The result should consist solely of the line containing "highlight the wooden" and the lines that follow it below, each reproduced exactly, the last line included.

─── RECORDS FOR THIS TASK ───

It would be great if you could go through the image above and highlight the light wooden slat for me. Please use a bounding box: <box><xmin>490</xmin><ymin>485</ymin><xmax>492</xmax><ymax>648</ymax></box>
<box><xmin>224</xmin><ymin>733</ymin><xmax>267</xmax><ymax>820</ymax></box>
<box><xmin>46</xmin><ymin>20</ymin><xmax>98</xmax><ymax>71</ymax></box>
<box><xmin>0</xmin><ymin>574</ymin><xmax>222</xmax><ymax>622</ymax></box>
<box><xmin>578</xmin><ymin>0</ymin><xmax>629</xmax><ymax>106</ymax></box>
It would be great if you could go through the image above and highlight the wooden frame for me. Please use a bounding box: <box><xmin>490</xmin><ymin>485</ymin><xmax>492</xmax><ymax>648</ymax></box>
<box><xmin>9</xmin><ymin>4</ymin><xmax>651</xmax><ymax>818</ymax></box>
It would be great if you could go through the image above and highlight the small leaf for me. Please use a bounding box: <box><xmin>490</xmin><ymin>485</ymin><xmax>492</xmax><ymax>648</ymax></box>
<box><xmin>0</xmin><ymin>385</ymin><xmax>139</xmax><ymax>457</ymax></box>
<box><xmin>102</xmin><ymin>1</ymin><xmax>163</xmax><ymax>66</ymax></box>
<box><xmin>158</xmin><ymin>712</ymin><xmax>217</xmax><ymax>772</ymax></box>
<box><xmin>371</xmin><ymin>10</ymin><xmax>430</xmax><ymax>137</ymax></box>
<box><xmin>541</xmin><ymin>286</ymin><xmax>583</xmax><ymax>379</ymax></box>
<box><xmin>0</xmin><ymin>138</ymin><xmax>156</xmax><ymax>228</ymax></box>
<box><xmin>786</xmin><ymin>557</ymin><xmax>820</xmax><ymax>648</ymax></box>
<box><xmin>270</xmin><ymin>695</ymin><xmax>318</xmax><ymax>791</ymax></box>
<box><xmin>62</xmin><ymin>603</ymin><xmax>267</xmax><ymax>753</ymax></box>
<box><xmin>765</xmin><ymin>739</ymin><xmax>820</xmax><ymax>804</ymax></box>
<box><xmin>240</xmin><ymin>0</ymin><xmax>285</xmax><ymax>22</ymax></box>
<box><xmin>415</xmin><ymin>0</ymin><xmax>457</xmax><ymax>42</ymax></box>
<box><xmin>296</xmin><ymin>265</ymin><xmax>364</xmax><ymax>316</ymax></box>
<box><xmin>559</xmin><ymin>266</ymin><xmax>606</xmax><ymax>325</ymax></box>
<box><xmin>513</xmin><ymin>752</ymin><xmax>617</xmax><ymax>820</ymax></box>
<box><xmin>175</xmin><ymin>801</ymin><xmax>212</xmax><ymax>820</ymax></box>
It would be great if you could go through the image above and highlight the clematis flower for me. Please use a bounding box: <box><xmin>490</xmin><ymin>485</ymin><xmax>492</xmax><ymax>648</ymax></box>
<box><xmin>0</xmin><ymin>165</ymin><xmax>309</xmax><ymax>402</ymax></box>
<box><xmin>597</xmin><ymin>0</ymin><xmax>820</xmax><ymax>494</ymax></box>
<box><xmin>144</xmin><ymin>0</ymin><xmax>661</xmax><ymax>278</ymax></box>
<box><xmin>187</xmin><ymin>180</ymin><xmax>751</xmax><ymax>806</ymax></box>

───

* _RESULT BELOW_:
It would be great if you could go through the image above and highlight the wooden frame for me. Please use a bounding box: <box><xmin>490</xmin><ymin>485</ymin><xmax>492</xmax><ymax>648</ymax></box>
<box><xmin>9</xmin><ymin>4</ymin><xmax>651</xmax><ymax>818</ymax></box>
It would be great if you could go through the image above and highlight the small leaf for me. Please use a bounding box: <box><xmin>490</xmin><ymin>485</ymin><xmax>492</xmax><ymax>648</ymax></box>
<box><xmin>0</xmin><ymin>385</ymin><xmax>139</xmax><ymax>457</ymax></box>
<box><xmin>102</xmin><ymin>1</ymin><xmax>163</xmax><ymax>66</ymax></box>
<box><xmin>158</xmin><ymin>712</ymin><xmax>217</xmax><ymax>772</ymax></box>
<box><xmin>371</xmin><ymin>10</ymin><xmax>430</xmax><ymax>137</ymax></box>
<box><xmin>541</xmin><ymin>286</ymin><xmax>583</xmax><ymax>379</ymax></box>
<box><xmin>0</xmin><ymin>138</ymin><xmax>156</xmax><ymax>228</ymax></box>
<box><xmin>786</xmin><ymin>557</ymin><xmax>820</xmax><ymax>648</ymax></box>
<box><xmin>270</xmin><ymin>695</ymin><xmax>318</xmax><ymax>791</ymax></box>
<box><xmin>62</xmin><ymin>603</ymin><xmax>267</xmax><ymax>753</ymax></box>
<box><xmin>765</xmin><ymin>739</ymin><xmax>820</xmax><ymax>804</ymax></box>
<box><xmin>240</xmin><ymin>0</ymin><xmax>285</xmax><ymax>22</ymax></box>
<box><xmin>415</xmin><ymin>0</ymin><xmax>457</xmax><ymax>42</ymax></box>
<box><xmin>296</xmin><ymin>265</ymin><xmax>364</xmax><ymax>316</ymax></box>
<box><xmin>559</xmin><ymin>266</ymin><xmax>606</xmax><ymax>325</ymax></box>
<box><xmin>513</xmin><ymin>752</ymin><xmax>617</xmax><ymax>820</ymax></box>
<box><xmin>175</xmin><ymin>801</ymin><xmax>212</xmax><ymax>820</ymax></box>
It would be great if you could go through the image above and highlight the clematis flower for me. Please use a bounding box: <box><xmin>490</xmin><ymin>485</ymin><xmax>492</xmax><ymax>648</ymax></box>
<box><xmin>0</xmin><ymin>165</ymin><xmax>309</xmax><ymax>402</ymax></box>
<box><xmin>597</xmin><ymin>0</ymin><xmax>820</xmax><ymax>494</ymax></box>
<box><xmin>144</xmin><ymin>0</ymin><xmax>661</xmax><ymax>278</ymax></box>
<box><xmin>187</xmin><ymin>180</ymin><xmax>751</xmax><ymax>806</ymax></box>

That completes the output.